** What is needed **
Copy out each of the rows below word for word, leaving out the pictures.

%%

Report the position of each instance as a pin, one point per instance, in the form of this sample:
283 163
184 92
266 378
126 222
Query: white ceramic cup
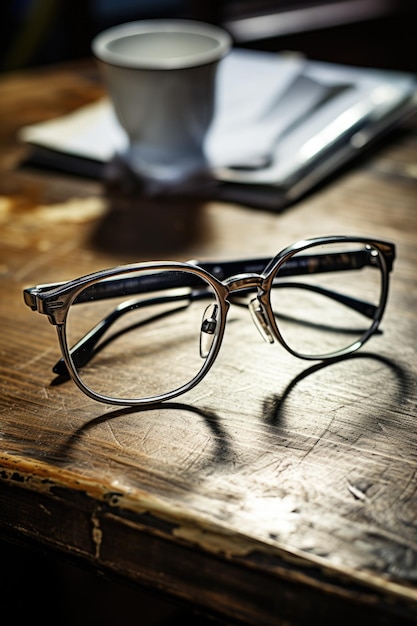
160 75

%%

** Response to this task **
Report the position of each instance as a pin, one point per instance, in the form of this sample:
283 163
184 92
266 378
126 222
Query: white ceramic cup
160 75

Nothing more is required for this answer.